::: Available records
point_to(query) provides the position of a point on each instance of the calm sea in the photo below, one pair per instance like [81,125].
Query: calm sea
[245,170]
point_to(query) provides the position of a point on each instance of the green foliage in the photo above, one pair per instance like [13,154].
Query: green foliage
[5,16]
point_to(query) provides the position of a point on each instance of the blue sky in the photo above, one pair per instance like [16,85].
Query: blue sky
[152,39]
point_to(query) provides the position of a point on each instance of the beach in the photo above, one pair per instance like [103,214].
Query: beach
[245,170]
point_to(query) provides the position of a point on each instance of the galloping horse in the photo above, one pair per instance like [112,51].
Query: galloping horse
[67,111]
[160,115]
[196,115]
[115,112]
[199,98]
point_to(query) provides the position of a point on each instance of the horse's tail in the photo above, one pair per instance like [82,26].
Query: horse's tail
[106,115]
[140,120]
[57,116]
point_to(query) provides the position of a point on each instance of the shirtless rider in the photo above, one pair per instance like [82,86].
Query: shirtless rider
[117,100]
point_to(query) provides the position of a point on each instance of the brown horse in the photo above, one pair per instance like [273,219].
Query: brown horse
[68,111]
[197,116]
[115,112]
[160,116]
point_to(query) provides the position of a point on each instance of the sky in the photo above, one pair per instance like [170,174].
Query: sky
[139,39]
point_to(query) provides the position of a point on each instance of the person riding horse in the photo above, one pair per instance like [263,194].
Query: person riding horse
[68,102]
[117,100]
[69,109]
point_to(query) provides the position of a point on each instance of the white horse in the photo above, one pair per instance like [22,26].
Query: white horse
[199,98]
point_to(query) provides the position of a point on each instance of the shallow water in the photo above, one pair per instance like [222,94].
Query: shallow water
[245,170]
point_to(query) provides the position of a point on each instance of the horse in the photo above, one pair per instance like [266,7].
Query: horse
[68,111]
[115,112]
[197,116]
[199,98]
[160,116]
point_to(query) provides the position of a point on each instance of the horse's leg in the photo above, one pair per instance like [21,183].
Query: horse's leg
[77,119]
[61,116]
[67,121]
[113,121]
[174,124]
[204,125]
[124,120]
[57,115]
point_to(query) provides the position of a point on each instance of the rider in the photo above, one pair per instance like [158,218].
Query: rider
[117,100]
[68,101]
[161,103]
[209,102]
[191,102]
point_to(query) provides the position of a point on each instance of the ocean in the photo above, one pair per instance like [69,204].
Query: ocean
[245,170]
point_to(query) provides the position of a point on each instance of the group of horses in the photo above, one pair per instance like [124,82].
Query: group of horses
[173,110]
::::::
Requirement :: Please rewrite the records above, from the line with "instance like [124,82]." through the end of the records, as a Markdown table with the columns No. and Text, leaving out any blank lines.

Finished task ::
| No. | Text |
|---|---|
| 1 | point_to(query) provides the position of a point on each instance of the group of horses in the photo above, one pair per instance like [124,82]. |
| 2 | Query: group of horses |
| 3 | [173,110] |